→ **Objetivo A**
Reproduza fielmente o trecho do texto de "O quinhão de" a "sobrevivência realisticamente retratada.".
→ **Objetivo B**
Com base no trecho do texto, explique em até três frases o papel da reunião de Natal no livro A Estrada Verde.
#### Trecho do texto ####
O quinhão de Natal
Joseph Clark (GB, 1834-1926)
óleo sobre tela, 90 x 120 cm
Uma reunião de Natal, com os quatro filhos adultos, é o panorama em que se situa o clímax do livro A Estrada Verde de Anne Enright. É aí, nesses poucos dias entre a véspera de Natal e o dia de Santo Estevão [Boxing Day, em alguns países] que vemos a interação entre os quatro irmãos já adultos e sua mãe Rosaleen Madigan. As diferenças entre os quatro membros da prole foram apresentadas paulatinamente, em algum detalhe, em capítulos a eles dedicados que quase funcionam como contos independentes. A descendência dessa matriarca irlandesa é esmiuçada em diferentes estágios da vida e a complexidade de seus problemas de relacionamento e sobrevivência realisticamente retratada.
#### Conjunto de dados ####
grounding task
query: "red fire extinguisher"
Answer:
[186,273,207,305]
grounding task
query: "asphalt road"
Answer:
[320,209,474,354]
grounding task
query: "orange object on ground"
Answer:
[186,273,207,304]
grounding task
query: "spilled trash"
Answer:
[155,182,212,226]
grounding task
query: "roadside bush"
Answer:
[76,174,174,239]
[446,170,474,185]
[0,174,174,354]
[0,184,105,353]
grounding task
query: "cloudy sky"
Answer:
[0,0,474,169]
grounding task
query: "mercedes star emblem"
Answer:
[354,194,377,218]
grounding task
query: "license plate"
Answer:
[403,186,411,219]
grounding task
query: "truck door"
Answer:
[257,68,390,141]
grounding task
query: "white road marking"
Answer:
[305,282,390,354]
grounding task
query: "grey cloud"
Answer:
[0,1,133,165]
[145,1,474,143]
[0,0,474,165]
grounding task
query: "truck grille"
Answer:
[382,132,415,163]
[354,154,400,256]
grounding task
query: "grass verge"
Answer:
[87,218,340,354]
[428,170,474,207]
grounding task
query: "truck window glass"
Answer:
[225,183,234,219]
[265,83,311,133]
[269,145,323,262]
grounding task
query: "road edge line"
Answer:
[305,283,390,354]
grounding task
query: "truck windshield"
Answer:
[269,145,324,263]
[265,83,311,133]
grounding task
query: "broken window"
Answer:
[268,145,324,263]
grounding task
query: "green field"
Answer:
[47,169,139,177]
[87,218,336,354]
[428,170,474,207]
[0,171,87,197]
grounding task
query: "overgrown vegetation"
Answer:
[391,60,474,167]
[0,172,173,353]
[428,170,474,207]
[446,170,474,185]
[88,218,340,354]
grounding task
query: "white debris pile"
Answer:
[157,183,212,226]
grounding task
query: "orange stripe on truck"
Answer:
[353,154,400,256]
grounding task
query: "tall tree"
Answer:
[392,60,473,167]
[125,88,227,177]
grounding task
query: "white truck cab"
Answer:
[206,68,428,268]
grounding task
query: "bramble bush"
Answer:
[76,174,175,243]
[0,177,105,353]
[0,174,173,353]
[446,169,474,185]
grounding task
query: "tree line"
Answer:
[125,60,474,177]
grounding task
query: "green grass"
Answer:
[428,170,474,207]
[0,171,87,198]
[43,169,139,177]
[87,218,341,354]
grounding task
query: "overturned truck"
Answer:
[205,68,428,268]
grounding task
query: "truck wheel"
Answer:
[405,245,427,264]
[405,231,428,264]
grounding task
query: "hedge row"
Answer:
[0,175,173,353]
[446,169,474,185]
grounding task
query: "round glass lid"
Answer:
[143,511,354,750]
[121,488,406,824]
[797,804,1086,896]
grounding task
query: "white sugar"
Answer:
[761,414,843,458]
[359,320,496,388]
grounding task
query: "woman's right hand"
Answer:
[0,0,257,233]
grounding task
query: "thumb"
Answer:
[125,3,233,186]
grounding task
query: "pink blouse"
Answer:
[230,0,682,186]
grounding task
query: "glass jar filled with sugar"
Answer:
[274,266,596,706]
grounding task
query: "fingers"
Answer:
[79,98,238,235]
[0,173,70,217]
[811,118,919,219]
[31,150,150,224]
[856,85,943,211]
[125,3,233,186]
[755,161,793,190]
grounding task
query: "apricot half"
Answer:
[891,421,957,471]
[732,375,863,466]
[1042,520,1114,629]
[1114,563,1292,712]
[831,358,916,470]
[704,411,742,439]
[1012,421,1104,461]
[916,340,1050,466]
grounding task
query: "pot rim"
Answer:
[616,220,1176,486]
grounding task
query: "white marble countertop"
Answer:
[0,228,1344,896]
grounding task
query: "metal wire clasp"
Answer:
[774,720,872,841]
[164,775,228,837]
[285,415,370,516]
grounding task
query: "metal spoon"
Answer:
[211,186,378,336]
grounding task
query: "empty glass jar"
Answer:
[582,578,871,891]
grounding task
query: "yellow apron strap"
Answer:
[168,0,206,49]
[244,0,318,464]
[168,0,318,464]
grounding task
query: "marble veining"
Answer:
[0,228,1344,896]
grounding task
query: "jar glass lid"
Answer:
####
→ **Solução do exercício A**
O quinhão de Natal
Joseph Clark (GB, 1834-1926)
óleo sobre tela, 90 x 120 cm
Uma reunião de Natal, com os quatro filhos adultos, é o panorama em que se situa o clímax do livro A Estrada Verde de Anne Enright. É aí, nesses poucos dias entre a véspera de Natal e o dia de Santo Estevão [Boxing Day, em alguns países] que vemos a interação entre os quatro irmãos já adultos e sua mãe Rosaleen Madigan. As diferenças entre os quatro membros da prole foram apresentadas paulatinamente, em algum detalhe, em capítulos a eles dedicados que quase funcionam como contos independentes. A descendência dessa matriarca irlandesa é esmiuçada em diferentes estágios da vida e a complexidade de seus problemas de relacionamento e sobrevivência realisticamente retratada.

→ **Solução do exercício B**
A reunião de Natal, com os quatro filhos adultos, é o cenário em que se situa o clímax do livro. Nos poucos dias entre a véspera de Natal e o dia de Santo Estevão, vê-se a interação dos quatro irmãos já adultos com a mãe, Rosaleen Madigan.